WHAT YOU WILL DO: Reproduce the passage of the earnings call transcript below that runs between "Thank you, James." and "far in 2024.", inclusive.

***** PAGE EXCERPT

Year-to-date, seaborne exports and ton miles have increased 0.5% and 7.5%, significantly higher than this year's 1.3% fleet growth. Using minimal scrapping assumptions, we expect fleet growth of 3.5% and 5% over the next 2 years. However, using slightly higher scrapping assumptions and assuming a portion of our 2 new builds trade in the crude markets, effective fleet growth would be 2% and 3.5% over the next 2 years. Looking forward, we are very constructive on the supply-demand balance. The confluence of factors in today's market are constructive individually, increasing demand exports in ton miles, structural dislocations in the refinery system, rerouting of global product flows, limited fleet growth. Collectively, they are unprecedented.
With that, I would like to turn it over to Christopher.
Thank you, James. Good morning or good afternoon, everyone. Second quarter of 2024, average daily TCE rates were a significant improvement over the same period last year. This improvement was driven by strong underlying demand, coupled with the expansion of ton mile demand triggered by the conditions in the Red Sea. Over the past 6 quarters, we have generated USD 1.5 billion in adjusted EBITDA and USD 965 million in adjusted net income. These results have enabled us to reduce our debt by USD 955 million, pay USD 101 million in dividends and purchased USD 543 million of the company's stock in the open market at an average price of about USD 53 per share. In July, we have since repurchased an additional USD 55 million of the company's stock. Including dividends and share buybacks, we have returned USD 152 million or USD 2.86 per share to shareholders thus far in 2024.

**********
***** RECORDS SHOWN

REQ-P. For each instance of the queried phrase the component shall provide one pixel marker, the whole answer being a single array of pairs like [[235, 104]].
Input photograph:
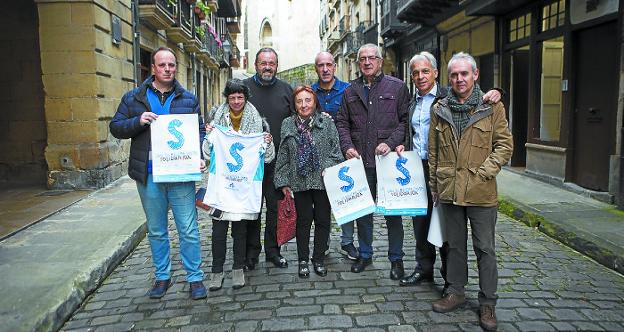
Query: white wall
[[295, 25]]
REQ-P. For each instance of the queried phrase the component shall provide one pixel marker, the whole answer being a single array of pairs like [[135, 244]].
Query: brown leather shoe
[[449, 302], [487, 317]]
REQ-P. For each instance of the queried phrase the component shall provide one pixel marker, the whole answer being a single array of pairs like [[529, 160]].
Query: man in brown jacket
[[469, 142]]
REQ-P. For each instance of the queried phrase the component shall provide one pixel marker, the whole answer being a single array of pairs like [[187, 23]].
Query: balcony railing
[[181, 31], [428, 12], [352, 43], [343, 26], [235, 57], [158, 13], [369, 32], [195, 44], [391, 26]]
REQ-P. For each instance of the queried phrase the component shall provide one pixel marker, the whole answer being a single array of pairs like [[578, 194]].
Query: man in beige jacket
[[469, 142]]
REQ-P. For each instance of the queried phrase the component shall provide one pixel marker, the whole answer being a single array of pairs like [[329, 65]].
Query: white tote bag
[[175, 148], [236, 170], [401, 189], [348, 191], [436, 229]]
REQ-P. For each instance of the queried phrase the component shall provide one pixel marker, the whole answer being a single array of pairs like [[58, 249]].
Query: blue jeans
[[347, 233], [156, 199], [365, 228]]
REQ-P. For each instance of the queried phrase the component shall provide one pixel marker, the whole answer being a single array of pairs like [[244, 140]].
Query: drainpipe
[[136, 43]]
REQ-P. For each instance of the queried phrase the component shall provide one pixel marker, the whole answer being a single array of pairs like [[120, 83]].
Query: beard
[[267, 76]]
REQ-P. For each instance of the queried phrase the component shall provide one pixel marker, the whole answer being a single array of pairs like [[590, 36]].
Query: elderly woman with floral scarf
[[241, 116], [309, 144]]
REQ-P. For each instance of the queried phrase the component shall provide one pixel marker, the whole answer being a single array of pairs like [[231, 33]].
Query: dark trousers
[[219, 243], [425, 251], [312, 205], [483, 225], [365, 227], [270, 196]]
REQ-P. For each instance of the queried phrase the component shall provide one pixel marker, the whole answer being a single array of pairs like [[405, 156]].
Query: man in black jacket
[[272, 98], [158, 95]]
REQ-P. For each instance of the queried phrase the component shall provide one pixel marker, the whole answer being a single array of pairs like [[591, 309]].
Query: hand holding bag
[[286, 219]]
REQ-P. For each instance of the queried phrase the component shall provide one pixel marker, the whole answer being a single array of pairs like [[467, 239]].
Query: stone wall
[[84, 76], [22, 119]]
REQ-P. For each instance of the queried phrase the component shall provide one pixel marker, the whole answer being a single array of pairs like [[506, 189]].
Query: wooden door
[[595, 104]]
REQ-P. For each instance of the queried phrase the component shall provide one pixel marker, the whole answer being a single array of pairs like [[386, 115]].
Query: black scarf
[[308, 159], [461, 112]]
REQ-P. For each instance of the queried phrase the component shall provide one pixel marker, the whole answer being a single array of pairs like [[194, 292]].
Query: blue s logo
[[176, 145], [399, 165], [239, 160], [344, 177]]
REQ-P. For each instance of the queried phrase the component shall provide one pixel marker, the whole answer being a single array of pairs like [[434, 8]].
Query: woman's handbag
[[286, 219]]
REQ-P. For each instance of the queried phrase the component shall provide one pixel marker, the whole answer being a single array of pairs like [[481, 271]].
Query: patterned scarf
[[461, 112], [308, 159]]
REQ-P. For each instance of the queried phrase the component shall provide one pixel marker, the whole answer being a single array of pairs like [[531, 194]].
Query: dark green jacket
[[325, 138]]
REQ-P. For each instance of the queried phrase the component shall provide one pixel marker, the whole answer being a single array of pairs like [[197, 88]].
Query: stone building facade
[[288, 26], [70, 63], [345, 26]]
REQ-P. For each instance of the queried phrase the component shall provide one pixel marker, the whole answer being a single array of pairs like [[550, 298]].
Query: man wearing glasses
[[372, 121], [272, 98]]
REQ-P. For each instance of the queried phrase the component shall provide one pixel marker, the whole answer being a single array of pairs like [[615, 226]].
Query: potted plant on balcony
[[201, 31], [201, 9]]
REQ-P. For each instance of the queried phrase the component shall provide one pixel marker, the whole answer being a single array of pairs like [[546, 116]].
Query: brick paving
[[543, 286]]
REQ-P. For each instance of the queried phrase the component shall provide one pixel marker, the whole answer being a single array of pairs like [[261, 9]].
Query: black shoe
[[396, 271], [250, 264], [350, 251], [361, 264], [415, 279], [278, 261], [319, 269], [304, 271], [159, 288]]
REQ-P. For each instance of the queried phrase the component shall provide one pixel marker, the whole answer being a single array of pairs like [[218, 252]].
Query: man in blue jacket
[[371, 121], [329, 90], [158, 95]]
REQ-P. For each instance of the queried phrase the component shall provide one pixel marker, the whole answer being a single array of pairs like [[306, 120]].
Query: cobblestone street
[[543, 286]]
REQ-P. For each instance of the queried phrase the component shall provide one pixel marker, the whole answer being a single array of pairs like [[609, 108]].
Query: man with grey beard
[[273, 99]]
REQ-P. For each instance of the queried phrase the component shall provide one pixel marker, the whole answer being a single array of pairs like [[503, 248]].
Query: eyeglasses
[[328, 65], [370, 58], [265, 64]]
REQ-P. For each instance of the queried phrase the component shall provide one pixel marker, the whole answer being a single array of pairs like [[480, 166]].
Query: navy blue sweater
[[126, 123]]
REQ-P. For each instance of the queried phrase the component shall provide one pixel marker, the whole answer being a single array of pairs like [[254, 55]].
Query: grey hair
[[324, 52], [424, 56], [465, 57], [369, 45]]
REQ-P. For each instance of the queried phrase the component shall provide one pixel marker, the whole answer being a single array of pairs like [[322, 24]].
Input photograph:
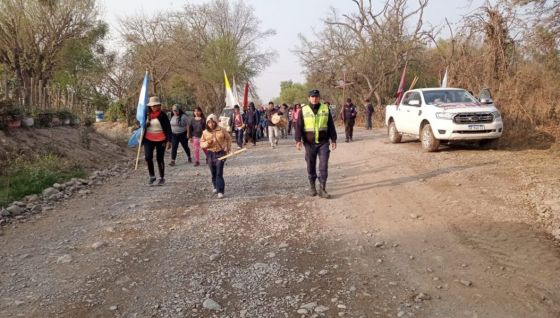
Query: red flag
[[400, 91], [246, 96]]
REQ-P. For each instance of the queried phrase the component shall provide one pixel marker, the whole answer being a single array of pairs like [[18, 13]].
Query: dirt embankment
[[69, 143]]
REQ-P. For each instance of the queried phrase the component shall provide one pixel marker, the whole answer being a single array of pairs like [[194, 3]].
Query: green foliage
[[31, 177], [64, 114], [116, 112], [292, 93]]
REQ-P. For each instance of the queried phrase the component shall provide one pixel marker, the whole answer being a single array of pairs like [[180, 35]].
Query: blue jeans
[[217, 169]]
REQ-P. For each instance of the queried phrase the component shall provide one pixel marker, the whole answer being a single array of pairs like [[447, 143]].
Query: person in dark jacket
[[157, 135], [194, 132], [252, 123], [369, 115], [315, 130], [349, 113], [179, 125]]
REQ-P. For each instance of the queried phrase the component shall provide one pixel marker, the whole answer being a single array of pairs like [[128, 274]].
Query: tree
[[370, 45], [192, 48], [33, 34]]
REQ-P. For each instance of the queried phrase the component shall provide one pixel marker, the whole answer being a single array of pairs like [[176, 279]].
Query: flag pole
[[139, 147], [144, 95]]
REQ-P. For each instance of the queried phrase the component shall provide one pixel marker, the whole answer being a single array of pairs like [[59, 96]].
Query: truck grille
[[474, 131], [473, 118]]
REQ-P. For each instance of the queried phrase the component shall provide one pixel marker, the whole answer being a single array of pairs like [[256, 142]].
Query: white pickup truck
[[438, 115]]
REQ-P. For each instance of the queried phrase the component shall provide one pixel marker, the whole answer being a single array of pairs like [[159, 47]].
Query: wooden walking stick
[[235, 153]]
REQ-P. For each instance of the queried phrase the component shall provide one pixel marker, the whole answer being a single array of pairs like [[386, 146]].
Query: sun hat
[[211, 117], [154, 101]]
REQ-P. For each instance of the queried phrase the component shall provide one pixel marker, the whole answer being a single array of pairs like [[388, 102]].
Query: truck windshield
[[448, 97]]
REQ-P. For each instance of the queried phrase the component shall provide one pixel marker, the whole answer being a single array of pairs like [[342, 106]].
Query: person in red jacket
[[157, 135]]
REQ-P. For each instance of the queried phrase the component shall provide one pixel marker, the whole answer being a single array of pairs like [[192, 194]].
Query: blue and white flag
[[134, 140], [142, 103]]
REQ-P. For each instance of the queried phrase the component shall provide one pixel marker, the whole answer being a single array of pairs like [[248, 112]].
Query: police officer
[[314, 129]]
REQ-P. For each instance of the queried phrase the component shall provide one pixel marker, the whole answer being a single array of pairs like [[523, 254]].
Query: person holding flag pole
[[157, 136], [141, 109]]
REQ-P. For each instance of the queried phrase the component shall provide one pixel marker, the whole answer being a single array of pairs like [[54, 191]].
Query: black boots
[[312, 189], [322, 192]]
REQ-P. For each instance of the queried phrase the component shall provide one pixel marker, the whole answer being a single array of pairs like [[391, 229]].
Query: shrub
[[25, 177]]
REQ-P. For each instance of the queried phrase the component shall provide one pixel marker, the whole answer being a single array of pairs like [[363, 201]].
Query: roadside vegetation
[[20, 178]]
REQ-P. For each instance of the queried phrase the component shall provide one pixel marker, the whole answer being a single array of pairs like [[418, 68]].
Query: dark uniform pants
[[312, 151]]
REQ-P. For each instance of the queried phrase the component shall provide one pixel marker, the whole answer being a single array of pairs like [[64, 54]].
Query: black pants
[[175, 140], [369, 122], [312, 151], [217, 169], [149, 147], [349, 128], [289, 128]]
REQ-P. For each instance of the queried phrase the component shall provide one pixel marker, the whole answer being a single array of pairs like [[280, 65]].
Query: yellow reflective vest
[[315, 122]]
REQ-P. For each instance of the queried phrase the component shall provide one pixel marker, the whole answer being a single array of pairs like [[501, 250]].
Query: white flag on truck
[[444, 81]]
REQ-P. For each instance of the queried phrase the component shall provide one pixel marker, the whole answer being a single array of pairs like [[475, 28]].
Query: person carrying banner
[[314, 130], [157, 135], [217, 142]]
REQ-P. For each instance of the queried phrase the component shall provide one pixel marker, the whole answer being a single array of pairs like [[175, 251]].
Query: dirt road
[[459, 233]]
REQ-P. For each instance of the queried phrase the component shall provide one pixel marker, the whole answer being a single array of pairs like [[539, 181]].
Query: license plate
[[476, 127]]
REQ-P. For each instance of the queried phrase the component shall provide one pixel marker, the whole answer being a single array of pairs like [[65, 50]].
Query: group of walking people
[[313, 126], [163, 133]]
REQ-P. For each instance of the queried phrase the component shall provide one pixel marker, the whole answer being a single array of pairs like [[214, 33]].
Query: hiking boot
[[151, 180], [322, 192], [312, 189]]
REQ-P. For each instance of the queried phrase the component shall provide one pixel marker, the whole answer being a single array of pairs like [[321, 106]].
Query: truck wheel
[[488, 143], [394, 135], [429, 142]]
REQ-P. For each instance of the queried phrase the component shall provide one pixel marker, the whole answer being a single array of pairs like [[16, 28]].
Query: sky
[[288, 18]]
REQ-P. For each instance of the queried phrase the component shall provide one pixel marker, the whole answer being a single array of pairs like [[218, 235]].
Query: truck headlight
[[445, 115]]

**********

OUTPUT OF THE EXERCISE:
Thank you, James. Good morning or good afternoon, everyone. Second quarter of 2024, average daily TCE rates were a significant improvement over the same period last year. This improvement was driven by strong underlying demand, coupled with the expansion of ton mile demand triggered by the conditions in the Red Sea. Over the past 6 quarters, we have generated USD 1.5 billion in adjusted EBITDA and USD 965 million in adjusted net income. These results have enabled us to reduce our debt by USD 955 million, pay USD 101 million in dividends and purchased USD 543 million of the company's stock in the open market at an average price of about USD 53 per share. In July, we have since repurchased an additional USD 55 million of the company's stock. Including dividends and share buybacks, we have returned USD 152 million or USD 2.86 per share to shareholders thus far in 2024.